======== Arbeitstext ========

Zum Inhalt springen

Sportengagement von Jugendlichen außerhalb von Schule und Verein

Das Sportengagement Jugendlicher kann als ein vielfach und vor allem facettenreich untersuchtes Forschungsgebiet bezeichnet werden. Abhängig von der jeweiligen Konzeptualisierung wird Jugendsport als Sozialisationskontext, Entwicklungsressource oder gar als Lebensgefühl verstanden (vgl. Bindel, 2013). Im Forschungsinteresse stehen bis dato vor allem die Settings Schule und Verein, was nicht zuletzt mit der Fokussierung auf die Wirksamkeit des Sporttreibens zu erklären ist. Die Annahme, dass Jugendliche Ressourcen innerhalb eines gezielten und angeleiteten Sportangebots durch Erwachsene gewinnen und entwickeln können, richtet zwangsläufig den Blick auf diese beiden Settings (vgl. Kurz & Tietjens, 2000).

Obgleich Sporttreiben im Jugendalter häufig positiv konnotiert ist, erreicht der Sport nicht alle Jugendlichen gleichermaßen und über die Phase des Aufwachsens hinweg. Das Fluktuationsverhalten der Heranwachsenden im Sportverein kann als Indikator für eine Abwendung vom Vereinssport, möglicherweise aber auch als Absage an die Sportart oder die Akteure (Trainer und Athleten) interpretiert werden (Gerlach & Brettschneider, 2013). Eine Abkehr vom Vereinssport ist jedoch nicht zwangsläufig mit einer Bewegungsinaktivität gleichzusetzen. Hinsichtlich der Freizeitgestaltung wird beispielsweise dem informellen Sportengagement von Jugendlichen eine hohe Bedeutung beigemessen (Bindel et al., 2010). Informelle Sportpraktiken können als Sport von Jugendlichen verstanden werden, in denen entwicklungsfördernde Interaktionen und Aushandlungsprozesse zwischen den Heranwachsenden ablaufen.

======== Bereitgestellte Einträge ========

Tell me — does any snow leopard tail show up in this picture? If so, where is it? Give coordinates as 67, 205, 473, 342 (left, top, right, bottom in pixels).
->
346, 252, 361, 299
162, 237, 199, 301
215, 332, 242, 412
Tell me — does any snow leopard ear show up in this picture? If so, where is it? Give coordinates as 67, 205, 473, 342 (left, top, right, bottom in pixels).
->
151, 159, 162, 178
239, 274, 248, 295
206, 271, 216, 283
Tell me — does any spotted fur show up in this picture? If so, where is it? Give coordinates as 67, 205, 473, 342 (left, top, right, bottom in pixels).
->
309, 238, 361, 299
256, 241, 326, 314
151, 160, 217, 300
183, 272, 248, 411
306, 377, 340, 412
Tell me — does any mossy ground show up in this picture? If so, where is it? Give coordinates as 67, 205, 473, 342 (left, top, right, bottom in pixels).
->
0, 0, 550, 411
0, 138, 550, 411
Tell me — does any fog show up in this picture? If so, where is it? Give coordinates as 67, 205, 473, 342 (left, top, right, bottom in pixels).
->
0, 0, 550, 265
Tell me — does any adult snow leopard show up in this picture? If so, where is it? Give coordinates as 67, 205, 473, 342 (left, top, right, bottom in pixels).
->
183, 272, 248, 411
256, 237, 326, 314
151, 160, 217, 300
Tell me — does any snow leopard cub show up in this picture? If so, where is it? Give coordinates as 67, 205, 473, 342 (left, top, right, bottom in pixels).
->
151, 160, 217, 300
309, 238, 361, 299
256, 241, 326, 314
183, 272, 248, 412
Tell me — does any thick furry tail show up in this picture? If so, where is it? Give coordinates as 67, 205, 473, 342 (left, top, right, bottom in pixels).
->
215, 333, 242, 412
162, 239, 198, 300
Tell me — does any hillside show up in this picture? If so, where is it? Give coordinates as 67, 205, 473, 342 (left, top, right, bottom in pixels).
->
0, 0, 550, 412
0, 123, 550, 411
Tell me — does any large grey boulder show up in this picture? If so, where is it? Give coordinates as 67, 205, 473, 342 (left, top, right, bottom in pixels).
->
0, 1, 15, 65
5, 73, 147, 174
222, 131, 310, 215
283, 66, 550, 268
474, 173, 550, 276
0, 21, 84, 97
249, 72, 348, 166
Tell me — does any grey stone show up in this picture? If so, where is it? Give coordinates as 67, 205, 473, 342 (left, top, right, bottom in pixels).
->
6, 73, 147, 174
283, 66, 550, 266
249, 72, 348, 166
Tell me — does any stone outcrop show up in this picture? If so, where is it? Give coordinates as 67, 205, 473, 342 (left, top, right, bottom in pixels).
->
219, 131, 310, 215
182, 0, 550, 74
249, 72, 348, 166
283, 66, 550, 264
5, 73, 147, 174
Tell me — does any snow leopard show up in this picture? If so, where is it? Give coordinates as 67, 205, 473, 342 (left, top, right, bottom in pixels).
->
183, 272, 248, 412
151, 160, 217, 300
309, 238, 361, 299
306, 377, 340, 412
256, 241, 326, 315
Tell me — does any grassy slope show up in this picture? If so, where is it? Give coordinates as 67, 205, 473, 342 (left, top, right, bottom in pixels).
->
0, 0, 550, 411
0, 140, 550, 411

========

- Zu erledigende Aufgabe: Bitte schreiben Sie aus dem Text zum Sportengagement Jugendlicher den Abschnitt wortgetreu ab, der mit „Sportengagement von Jugendlichen außerhalb“ beginnt und bis einschließlich „Kurz & Tietjens, 2000).“ reicht.

- Lösung der Übung:
Sportengagement von Jugendlichen außerhalb von Schule und Verein

Das Sportengagement Jugendlicher kann als ein vielfach und vor allem facettenreich untersuchtes Forschungsgebiet bezeichnet werden. Abhängig von der jeweiligen Konzeptualisierung wird Jugendsport als Sozialisationskontext, Entwicklungsressource oder gar als Lebensgefühl verstanden (vgl. Bindel, 2013). Im Forschungsinteresse stehen bis dato vor allem die Settings Schule und Verein, was nicht zuletzt mit der Fokussierung auf die Wirksamkeit des Sporttreibens zu erklären ist. Die Annahme, dass Jugendliche Ressourcen innerhalb eines gezielten und angeleiteten Sportangebots durch Erwachsene gewinnen und entwickeln können, richtet zwangsläufig den Blick auf diese beiden Settings (vgl. Kurz & Tietjens, 2000).